● ЗАДАНИЕ 1:
Какую награду, по словам Парфенова из интервью о русских грузинах, Калатозов завоевал фильмом «Летят журавли»?
● ЗАДАНИЕ 2:
Продолжите интервью о русских грузинах, начав сразу после его последнего предложения.

● ТЕКСТ ДЛЯ ЧТЕНИЯ:
Пронченко: По аналогии с французами, которые считают, что они должны испытывать вину…

Парфенов: Ну, мало ли что французы считают, что они там считают должны. Не работают никакие такого рода аналогии. Это наше общее прошлое, в этом прошлом у нас были, в том числе, общие герои и общие злодеи, и это прошлое богато и на злодеев, и на героев. Но оно общее, и пытаться распиливать и говорить: «Нет, а вот здесь, позвольте, вы выступали с имперскими… Вот это оставим — Баланчин ничего, но за Сталина сперва ответьте! А вот за хореографию нет, сейчас дойдем до хореографии». Мы должны, мы в долгу перед Калатозовым, который Калатозишвили, который так и завоевал нам единственную «Золотую пальмовую ветвь» Каннского кинофестиваля, сняв совершенно русский фильм «Летят журавли», ничего там нет грузинского, строго говоря, что там есть грузинского, возвышенность, но ее можно и к русским приписать, не знаю, что, и прочие, и прочие. Мне кажется, что это все от лукавого разговоры. Хотите повздорить, хотите поорать друг на друга, «Это вы сами еще в 1913 году… »? Нет никаких «мы».

Пронченко: Хорошо. Мне всегда казалось, что русские евреи, они в первую очередь русские, а потом евреи, потому что всегда было максимальное стремление к ассимиляции. В третьей части, я думала, что вы будете снимать русских немцев, мне кажется, примерно, что то же самое. Но русские грузины, их стремление к ассимиляции для меня под вопросом, тем более сегодня, с ростом национализма. Были ли какие-то герои, современные герои, которые, допустим не хотели бы называться «русскими грузинами», их смущало это?

Парфенов: Не знаю, я ведь не снимаю людей, это же реконструкционная документалистика, она же снимает задним числом, а не то что я иду в семью Георгия Данелии для этого. Мне вот Данелия что оставил, то оставил, и так вот было, что «Я шагаю по Москве» совершенно русский фильм, во всяком случае, на русский взгляд, «Не горюй!», я его называю «Я шагаю по Сакартвело», совершенно грузинский фильм, при том, что они там говорят по-русски и производство «Мосфильма». И это там отдельная тема, как он это сумел ввести, что вот грузины говорят по-русски с сильным грузинским акцентом, ну такая у них форма общения. Разумеется, они так не говорят, но кроме того, что они там иногда поют, во всех остальных случаях и Серго Закариадзе, и Вахтанг Кикабидзе друг с другом говорят по-грузински. А потом он снимает «Мимино», в котором и грузинское, и русское, а потом он снимает «Осенний марафон», который сугубо русский, Басилашвили там не грузина играет, а ленинградского интеллигента и прочее. Все это очень по-разному. Конечно, в случае с грузинами, поскольку они православные, и значит, принадлежали к государственной религии в Российской империи, что-то было проще. С другой, я не знаю, почему, нам никто не оставил никаких свидетельств, что князья Джавахишвили очень мучились, становясь русскими героями Джаваховыми, или тот же Калатозов, который снимал Калатозишвили, когда был на «Грузия-фильме» и на «Мосфильме» он Калатозов. Я даже не знаю, под какой фамилией он был замнаркома кинематографии, кажется, Калатозовым уже, не важно. Да, когда в одном колене рода Андроникашвили Ираклий Луарсабович, русский литературовед и всем известный нам главный носитель устного русского языка своего времени, и он Андроников, а его родной брат, такой же академик, лауреат и прочее, он Андроникашвили, потому что он директор Института физики Академии наук Грузии. Ну вот так вот бывало, такие вот качели.

● ПРЕДСТАВЛЕННЫЕ ДАННЫЕ:

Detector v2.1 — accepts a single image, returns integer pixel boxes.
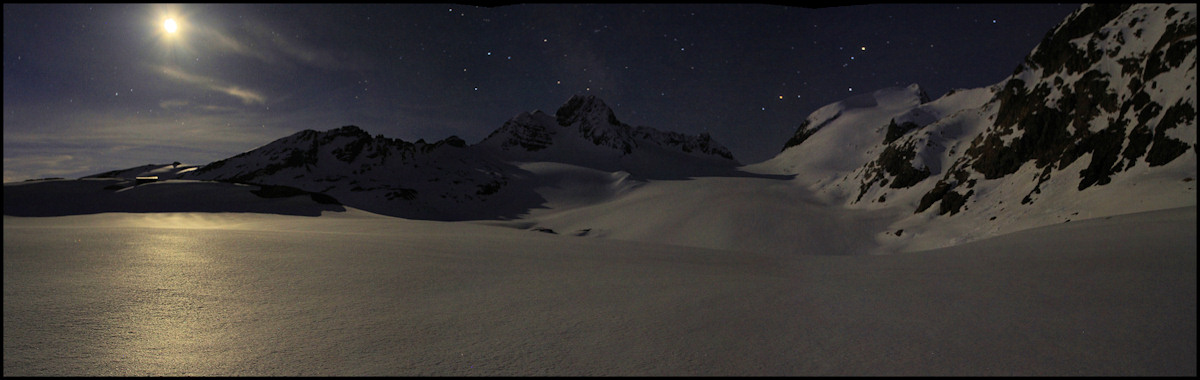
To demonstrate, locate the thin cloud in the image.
[160,66,266,105]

● ОТВЕТ 1:
Единственную «Золотую пальмовую ветвь» Каннского кинофестиваля.

● ОТВЕТ 2:
Немзер: Про наше общее прошлое. Вы с прошлым очень много работаете, с огромной к нему любовью. И я вообще-то последний человек, который будет говорить, что же вы все про прошлое, а что же вы не про настоящее, хотя вы и про настоящее. Но я смотрю «Евреев», и у меня возникает ощущение, что это такая с музейным любованием сделанная бутиковая вещь, которая практически никакого крючка в настоящее не забрасывает, во всяком случае, как мне кажется, вы этого впрямую не произносите. Я что имею в виду, Дудь снимает фильм про Колыму, например, и как следует, в первых кадрах, прямым своим авторским текстом говорит, почему это все имеет отношение ко мне сегодняшнему, там вот эта работа проделана на виду у зрителя. Может быть, я чего-то не вижу, может быть, вы этого не имеете в виду, я просто хотела спросить, для вас это как, это действительно какая-то вещь оставшаяся, все вот это вот осталось в прошлом, это пирамида, это музейный объект, или все-таки связь времен эта есть, и каждое дело Михоэлса имеет отношение к нашему сегодняшнему дню, влияет на нас, определяет нас. Как вы это видите?

Парфенов: Не знаю, это от зрителя все-таки зависит, от восприятия.

Немзер: Не только, мне кажется.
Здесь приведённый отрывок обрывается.